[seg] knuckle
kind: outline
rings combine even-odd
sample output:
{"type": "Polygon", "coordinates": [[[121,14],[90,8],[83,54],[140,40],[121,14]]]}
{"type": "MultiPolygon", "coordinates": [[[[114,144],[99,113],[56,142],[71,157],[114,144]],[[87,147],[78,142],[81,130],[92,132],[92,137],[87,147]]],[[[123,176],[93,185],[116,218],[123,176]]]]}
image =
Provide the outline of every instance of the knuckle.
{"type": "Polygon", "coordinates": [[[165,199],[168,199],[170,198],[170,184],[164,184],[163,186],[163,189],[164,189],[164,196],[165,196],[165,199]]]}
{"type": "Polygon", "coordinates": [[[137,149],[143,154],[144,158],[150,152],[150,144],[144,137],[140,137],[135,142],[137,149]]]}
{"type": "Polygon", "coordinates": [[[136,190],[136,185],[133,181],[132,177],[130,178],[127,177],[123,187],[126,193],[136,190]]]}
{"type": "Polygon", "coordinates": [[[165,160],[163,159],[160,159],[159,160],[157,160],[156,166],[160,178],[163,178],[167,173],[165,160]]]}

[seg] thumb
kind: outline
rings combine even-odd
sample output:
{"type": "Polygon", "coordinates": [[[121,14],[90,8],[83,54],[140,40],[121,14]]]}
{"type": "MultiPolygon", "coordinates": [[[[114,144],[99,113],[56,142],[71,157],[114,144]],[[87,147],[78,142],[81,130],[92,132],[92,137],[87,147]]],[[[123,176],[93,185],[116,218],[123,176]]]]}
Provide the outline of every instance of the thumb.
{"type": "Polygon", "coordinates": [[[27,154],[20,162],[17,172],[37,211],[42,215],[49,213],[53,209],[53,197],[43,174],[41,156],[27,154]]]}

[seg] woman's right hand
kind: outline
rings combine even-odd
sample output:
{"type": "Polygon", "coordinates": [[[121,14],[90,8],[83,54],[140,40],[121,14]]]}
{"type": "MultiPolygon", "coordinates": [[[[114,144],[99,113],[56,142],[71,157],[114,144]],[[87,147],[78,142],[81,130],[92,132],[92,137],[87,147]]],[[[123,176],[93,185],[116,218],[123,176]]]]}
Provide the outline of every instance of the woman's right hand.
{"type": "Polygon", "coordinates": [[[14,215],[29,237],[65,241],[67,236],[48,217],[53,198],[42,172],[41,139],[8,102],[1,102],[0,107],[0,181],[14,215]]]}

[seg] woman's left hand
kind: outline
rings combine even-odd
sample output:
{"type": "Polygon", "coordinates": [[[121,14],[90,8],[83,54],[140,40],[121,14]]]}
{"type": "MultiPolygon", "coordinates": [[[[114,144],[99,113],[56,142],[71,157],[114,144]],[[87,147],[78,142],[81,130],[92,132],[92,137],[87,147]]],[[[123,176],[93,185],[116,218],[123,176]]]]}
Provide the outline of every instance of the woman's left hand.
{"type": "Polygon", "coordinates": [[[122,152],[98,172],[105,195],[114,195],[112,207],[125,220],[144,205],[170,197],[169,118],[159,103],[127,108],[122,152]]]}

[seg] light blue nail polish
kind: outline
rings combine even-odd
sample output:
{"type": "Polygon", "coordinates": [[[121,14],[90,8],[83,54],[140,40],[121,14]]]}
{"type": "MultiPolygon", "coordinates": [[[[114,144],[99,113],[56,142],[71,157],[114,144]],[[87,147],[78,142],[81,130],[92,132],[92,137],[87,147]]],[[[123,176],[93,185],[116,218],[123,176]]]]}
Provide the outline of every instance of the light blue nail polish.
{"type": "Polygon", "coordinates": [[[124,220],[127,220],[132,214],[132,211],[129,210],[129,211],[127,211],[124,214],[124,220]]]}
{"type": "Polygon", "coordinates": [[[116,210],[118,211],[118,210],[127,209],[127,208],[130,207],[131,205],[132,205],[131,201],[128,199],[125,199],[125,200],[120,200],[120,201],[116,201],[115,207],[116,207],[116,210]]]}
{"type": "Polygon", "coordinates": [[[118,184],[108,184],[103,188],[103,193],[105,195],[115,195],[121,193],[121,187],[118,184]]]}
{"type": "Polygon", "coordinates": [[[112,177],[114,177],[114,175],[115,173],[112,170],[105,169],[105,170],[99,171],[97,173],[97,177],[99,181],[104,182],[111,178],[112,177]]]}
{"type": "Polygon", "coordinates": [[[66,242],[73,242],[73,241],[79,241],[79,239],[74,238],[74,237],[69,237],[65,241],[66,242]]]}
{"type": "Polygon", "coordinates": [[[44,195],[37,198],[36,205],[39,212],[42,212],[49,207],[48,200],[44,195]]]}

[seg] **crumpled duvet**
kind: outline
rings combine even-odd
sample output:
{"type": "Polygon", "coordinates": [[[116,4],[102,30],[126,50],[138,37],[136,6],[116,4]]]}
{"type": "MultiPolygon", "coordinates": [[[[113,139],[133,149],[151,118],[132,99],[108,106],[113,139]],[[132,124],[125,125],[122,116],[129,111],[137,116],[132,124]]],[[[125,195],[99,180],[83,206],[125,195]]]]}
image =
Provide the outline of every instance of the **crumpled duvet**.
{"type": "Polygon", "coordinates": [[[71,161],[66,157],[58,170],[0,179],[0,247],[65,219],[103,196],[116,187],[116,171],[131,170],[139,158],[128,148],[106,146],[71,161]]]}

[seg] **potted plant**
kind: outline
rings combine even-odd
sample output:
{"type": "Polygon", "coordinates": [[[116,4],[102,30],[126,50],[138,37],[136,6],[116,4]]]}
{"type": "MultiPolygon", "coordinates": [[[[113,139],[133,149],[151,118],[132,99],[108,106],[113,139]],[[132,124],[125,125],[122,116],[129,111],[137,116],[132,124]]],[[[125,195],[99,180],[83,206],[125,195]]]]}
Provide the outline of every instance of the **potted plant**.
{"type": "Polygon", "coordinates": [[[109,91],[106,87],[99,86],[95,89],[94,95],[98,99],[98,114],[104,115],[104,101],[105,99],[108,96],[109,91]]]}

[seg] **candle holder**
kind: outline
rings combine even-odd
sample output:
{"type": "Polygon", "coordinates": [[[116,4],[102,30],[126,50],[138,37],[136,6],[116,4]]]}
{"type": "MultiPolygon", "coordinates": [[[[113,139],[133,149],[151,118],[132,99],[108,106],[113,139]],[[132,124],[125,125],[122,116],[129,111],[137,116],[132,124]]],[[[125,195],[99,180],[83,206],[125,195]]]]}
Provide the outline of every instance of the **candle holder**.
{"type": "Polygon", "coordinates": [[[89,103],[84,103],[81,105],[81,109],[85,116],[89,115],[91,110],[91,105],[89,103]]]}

________________________________________

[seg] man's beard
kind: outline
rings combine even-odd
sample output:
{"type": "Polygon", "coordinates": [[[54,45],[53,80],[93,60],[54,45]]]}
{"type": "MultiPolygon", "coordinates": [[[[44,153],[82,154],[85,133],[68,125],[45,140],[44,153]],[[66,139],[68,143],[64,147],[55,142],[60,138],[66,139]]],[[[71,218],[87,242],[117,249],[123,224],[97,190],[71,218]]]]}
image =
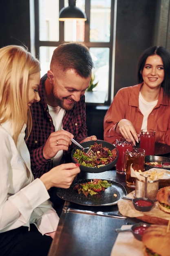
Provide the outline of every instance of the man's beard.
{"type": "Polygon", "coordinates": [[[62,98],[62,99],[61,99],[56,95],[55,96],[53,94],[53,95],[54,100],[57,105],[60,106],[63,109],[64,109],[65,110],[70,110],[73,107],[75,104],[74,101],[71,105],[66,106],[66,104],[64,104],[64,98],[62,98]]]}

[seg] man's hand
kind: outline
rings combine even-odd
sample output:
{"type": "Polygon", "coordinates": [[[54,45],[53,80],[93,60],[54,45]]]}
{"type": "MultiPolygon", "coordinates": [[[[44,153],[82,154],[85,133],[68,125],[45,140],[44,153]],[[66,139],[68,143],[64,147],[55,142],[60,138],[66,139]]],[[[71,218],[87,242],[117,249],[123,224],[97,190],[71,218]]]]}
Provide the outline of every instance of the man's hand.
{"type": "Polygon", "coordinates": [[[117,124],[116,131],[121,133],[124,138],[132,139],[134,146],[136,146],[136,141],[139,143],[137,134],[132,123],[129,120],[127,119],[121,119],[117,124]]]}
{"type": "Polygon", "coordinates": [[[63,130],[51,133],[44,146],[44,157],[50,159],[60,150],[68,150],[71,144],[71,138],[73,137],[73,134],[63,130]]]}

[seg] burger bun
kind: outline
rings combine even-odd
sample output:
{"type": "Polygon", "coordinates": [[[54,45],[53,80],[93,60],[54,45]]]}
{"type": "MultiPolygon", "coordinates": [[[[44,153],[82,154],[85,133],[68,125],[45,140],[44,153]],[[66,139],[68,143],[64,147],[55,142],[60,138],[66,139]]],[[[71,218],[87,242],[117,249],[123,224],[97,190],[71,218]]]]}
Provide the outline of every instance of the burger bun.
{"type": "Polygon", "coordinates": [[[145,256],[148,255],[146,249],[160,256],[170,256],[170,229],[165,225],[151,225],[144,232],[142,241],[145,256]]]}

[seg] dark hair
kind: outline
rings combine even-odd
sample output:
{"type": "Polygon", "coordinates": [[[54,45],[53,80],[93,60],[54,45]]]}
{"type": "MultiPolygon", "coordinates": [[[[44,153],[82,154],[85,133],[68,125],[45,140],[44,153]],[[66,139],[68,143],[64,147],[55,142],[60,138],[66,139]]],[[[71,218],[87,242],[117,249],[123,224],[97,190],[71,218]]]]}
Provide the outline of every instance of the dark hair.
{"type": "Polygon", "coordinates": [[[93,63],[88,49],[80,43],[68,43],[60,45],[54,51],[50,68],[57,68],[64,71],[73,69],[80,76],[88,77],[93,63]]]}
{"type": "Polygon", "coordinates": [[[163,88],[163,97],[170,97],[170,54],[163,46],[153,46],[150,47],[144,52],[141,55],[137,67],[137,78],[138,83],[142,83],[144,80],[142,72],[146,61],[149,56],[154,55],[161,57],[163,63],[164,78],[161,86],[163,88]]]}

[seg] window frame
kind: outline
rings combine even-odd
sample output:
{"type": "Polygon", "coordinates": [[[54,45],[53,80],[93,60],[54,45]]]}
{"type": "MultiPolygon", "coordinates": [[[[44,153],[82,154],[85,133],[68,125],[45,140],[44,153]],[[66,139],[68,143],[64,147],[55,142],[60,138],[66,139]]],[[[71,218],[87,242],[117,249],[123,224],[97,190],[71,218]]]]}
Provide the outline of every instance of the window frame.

________________________________________

* **WHAT YOU HAVE TO DO**: Pick out each line in the items above that contains the word "frame".

* **PROBLEM SOLUTION**:
[seg] window frame
Provide the outline of every instance of the window frame.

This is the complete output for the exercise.